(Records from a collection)
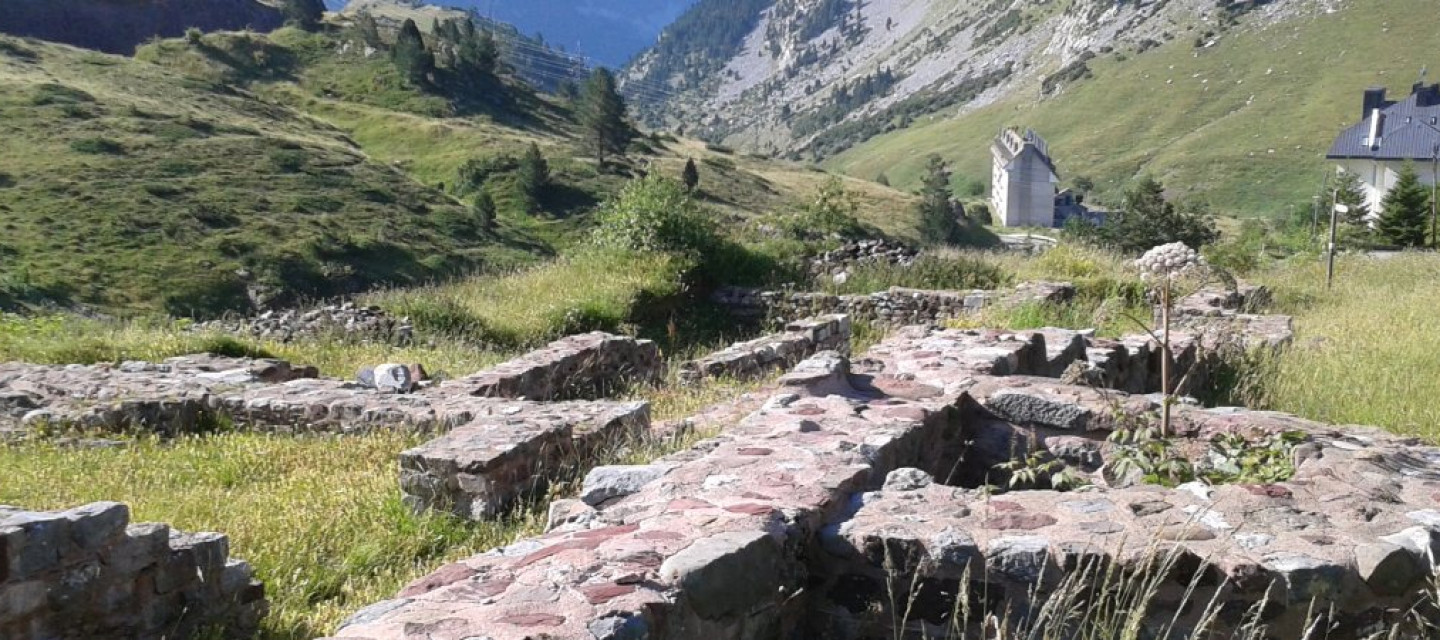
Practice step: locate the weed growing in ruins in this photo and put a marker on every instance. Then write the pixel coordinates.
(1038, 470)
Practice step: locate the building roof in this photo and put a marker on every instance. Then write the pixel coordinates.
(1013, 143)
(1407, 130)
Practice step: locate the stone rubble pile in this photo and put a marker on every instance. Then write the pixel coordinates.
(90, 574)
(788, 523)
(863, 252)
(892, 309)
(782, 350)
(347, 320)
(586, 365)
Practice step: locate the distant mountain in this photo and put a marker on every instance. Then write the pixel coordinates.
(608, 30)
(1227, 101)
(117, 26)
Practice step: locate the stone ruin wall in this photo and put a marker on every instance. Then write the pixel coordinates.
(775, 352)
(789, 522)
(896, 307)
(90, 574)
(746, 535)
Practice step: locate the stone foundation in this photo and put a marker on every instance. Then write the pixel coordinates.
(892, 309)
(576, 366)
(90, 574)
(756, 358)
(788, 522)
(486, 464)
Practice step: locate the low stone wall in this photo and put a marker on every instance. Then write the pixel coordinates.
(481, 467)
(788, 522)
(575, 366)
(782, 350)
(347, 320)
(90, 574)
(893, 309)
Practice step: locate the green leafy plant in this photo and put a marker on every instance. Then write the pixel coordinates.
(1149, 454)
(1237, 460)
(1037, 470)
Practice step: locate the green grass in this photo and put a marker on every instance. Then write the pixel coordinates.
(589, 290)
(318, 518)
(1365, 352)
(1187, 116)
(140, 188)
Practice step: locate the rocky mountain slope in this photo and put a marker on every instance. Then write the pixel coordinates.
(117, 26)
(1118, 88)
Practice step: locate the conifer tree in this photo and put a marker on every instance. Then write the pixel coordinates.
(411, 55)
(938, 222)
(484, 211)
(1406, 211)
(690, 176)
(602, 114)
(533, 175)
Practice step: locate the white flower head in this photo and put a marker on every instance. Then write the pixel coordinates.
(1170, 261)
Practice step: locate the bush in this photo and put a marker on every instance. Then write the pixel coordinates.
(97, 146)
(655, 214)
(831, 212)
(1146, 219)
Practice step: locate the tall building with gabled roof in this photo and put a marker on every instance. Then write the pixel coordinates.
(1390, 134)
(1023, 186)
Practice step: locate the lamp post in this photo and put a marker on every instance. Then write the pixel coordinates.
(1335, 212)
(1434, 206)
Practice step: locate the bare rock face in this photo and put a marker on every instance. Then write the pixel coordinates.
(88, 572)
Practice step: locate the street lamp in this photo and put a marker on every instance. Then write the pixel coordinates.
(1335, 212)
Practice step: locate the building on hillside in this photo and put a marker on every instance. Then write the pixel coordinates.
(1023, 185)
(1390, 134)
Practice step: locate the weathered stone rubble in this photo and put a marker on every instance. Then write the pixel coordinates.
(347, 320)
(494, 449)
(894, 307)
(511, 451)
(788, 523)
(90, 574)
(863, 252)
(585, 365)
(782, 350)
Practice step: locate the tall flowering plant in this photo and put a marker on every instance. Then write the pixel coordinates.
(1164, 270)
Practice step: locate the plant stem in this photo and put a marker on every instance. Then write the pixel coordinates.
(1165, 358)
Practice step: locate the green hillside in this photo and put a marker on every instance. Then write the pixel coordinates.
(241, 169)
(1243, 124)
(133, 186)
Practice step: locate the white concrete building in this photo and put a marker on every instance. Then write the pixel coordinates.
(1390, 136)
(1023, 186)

---

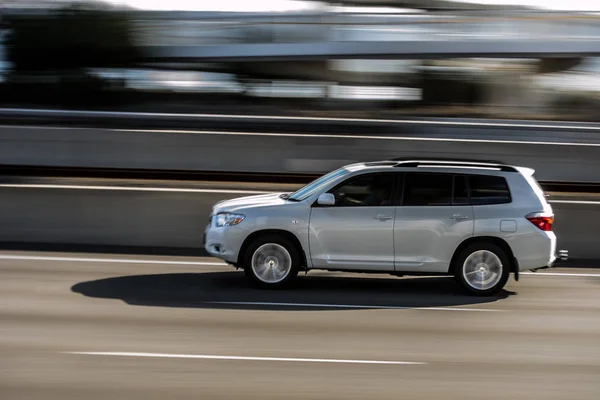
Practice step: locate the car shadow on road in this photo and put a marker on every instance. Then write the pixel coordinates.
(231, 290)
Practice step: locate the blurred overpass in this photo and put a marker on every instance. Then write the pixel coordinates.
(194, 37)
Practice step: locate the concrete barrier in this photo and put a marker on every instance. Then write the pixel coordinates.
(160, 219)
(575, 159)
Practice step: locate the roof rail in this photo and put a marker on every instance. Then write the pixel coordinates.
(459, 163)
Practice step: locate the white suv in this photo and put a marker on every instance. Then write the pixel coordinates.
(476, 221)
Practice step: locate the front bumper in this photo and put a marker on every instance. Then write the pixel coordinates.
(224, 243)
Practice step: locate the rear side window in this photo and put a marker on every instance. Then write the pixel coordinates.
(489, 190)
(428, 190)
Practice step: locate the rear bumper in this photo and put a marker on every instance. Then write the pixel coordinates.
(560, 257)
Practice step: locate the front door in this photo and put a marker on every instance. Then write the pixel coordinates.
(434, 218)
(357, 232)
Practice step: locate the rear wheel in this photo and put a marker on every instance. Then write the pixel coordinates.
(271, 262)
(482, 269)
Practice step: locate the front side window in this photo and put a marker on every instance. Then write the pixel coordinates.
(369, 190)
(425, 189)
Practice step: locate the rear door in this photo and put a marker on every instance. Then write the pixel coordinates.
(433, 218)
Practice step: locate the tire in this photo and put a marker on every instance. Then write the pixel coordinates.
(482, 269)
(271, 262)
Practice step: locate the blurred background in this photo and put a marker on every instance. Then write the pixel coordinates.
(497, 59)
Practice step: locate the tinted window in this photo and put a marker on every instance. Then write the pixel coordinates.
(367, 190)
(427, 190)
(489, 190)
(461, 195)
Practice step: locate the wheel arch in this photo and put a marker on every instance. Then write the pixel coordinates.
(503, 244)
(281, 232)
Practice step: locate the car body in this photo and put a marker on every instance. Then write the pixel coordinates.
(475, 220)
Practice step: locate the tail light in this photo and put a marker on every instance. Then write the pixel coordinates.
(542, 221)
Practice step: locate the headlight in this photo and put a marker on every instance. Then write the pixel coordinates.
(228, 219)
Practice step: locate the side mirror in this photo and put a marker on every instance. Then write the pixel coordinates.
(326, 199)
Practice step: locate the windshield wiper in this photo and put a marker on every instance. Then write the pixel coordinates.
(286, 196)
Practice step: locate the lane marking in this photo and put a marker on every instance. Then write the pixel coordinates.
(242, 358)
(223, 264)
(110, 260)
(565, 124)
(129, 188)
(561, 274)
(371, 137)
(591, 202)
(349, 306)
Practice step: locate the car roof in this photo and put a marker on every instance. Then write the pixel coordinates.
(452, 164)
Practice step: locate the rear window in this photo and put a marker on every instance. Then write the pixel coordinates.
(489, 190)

▸ **EXERCISE DIRECTIONS**
Copy out word for word the lines of material that begin with the one containing "Practice step: locate the weed" and run through the one containing "(1037, 470)", including both of those lines.

▸ **TASK OUTPUT**
Practice step: locate the weed growing in ruins in this photo and put a marker on every instance. Then write the pixel coordinates.
(1038, 470)
Practice step: locate the building roof in this photo and put a marker on every instance. Then write the pixel coordinates.
(1013, 143)
(1407, 130)
Practice step: locate the stone rubble pile in this photo and put a marker on every instance. Then write the pixel coordinates.
(90, 574)
(788, 523)
(863, 252)
(892, 309)
(782, 350)
(347, 320)
(586, 365)
Practice step: locate the distant mountain in this photo and put a marker on every instance. Then write the pixel coordinates.
(608, 30)
(1227, 101)
(117, 26)
Practice step: locate the stone ruin wall in this photo and put a marker on every instance. Then write the pixel coordinates.
(775, 352)
(789, 522)
(896, 307)
(90, 574)
(746, 535)
Practice step: locate the stone foundation in this photo and put a marker on every instance. Then write the pixel coordinates.
(892, 309)
(576, 366)
(90, 574)
(756, 358)
(788, 522)
(486, 464)
Practice step: locate the low stone wall in this photo and put a marker on every instance. Then write the pixel coordinates.
(481, 467)
(788, 522)
(575, 366)
(782, 350)
(347, 320)
(90, 574)
(893, 309)
Practice step: locate the green leafy plant in this photo and put a marker on every instance. Then write the pixel coordinates.
(1149, 454)
(1237, 460)
(1037, 470)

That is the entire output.